* Exercise text:
▬▬▬

Condition of former KGB spy worsens
By TARIQ PANJA, Associated Press Writer
48 minutes ago
LONDON - A former KGB agent turned Kremlin critic who was poisoned three weeks ago was moved into intensive care Monday after his condition deteriorated, and his doctor said the toxin has attacked his bone marrow.
Col. Alexander Litvinenko, a former KGB and Federal Security Bureau agent, was under armed guard at a London hospital, as authorities investigated the poisoning that has all the hallmarks of a Cold War thriller.
Prominent Russian exiles claimed Litvinenko was poisoned at the behest of the Kremlin; Russian authorities denied any link to the attack. Police counterterrorism officials have taken charge of the inquiry.
Doctors said Litvinenko was seriously ill after being given the deadly poison thallium — a toxic metal found in some types of rat poison that can cause damage to the nervous system and organ failure. Such poison has been outlawed in Britain since the 1970s, making it highly unlikely any could have gotten into his food by accident.

▬▬▬

* What you need to do: According to the news report on the poisoned former KGB agent, what part of his body has the toxin attacked? The records have nothing to do with this exercise.

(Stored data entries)
▬▬▬

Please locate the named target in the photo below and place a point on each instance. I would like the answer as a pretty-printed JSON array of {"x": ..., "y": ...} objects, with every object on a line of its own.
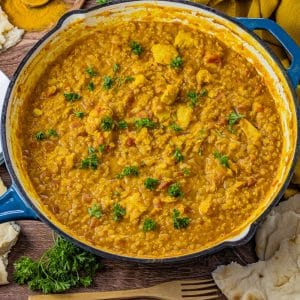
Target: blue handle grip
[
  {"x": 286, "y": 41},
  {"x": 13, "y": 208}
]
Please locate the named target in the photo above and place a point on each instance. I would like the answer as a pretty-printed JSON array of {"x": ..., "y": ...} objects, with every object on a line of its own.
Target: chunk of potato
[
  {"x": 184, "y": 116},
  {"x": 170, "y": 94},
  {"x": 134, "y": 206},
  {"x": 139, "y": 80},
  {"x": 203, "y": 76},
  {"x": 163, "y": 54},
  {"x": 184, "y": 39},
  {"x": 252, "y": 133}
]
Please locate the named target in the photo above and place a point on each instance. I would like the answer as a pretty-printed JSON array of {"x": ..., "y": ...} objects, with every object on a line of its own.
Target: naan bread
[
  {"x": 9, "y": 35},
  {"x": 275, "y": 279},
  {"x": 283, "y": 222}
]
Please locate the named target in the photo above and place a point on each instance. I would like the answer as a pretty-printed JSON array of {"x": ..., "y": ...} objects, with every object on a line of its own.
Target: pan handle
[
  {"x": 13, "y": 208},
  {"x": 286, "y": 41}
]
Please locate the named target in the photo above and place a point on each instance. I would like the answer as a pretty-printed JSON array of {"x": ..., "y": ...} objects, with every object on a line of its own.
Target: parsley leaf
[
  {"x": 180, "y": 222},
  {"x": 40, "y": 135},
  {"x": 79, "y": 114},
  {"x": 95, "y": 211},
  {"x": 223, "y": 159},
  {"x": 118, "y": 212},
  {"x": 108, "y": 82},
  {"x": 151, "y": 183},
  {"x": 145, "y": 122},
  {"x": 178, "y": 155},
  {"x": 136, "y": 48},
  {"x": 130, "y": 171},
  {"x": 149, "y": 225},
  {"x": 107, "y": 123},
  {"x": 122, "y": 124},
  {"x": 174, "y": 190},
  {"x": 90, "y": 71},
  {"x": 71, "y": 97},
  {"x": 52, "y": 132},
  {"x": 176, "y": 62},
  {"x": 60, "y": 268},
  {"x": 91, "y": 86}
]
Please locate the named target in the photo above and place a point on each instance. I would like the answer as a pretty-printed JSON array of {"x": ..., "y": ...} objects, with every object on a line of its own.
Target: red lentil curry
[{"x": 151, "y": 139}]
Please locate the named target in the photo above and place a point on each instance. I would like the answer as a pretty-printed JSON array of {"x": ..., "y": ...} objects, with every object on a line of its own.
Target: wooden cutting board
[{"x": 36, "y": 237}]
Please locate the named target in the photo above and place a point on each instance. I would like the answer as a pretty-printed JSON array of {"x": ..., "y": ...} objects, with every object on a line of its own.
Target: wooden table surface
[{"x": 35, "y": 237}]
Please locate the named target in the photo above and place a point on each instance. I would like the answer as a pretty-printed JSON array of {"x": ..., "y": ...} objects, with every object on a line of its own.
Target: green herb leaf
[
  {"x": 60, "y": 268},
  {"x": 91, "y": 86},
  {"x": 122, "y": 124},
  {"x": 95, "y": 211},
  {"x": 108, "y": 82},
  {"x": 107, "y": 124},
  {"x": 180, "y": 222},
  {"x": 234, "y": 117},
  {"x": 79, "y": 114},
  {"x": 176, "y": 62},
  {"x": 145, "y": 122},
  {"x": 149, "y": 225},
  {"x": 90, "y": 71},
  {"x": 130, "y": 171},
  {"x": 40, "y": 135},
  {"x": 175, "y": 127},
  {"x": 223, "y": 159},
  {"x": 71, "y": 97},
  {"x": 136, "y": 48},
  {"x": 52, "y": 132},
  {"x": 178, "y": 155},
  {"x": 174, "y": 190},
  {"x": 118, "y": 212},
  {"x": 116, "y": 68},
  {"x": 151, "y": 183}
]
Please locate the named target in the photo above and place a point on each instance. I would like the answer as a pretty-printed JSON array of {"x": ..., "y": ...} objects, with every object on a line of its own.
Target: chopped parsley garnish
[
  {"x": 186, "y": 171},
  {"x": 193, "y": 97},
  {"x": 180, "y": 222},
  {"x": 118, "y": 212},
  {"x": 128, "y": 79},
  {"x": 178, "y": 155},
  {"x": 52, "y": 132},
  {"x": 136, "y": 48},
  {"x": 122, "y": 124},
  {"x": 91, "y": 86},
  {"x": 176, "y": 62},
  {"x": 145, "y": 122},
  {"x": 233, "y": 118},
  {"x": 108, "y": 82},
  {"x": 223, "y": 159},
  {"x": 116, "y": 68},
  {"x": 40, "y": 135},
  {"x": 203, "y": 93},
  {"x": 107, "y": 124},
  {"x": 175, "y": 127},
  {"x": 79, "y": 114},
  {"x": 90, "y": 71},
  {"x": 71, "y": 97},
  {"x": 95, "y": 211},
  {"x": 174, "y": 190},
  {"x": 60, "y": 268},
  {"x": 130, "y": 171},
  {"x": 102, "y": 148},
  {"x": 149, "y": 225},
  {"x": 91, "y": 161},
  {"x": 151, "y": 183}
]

▬▬▬

* Solution below: His bone marrow.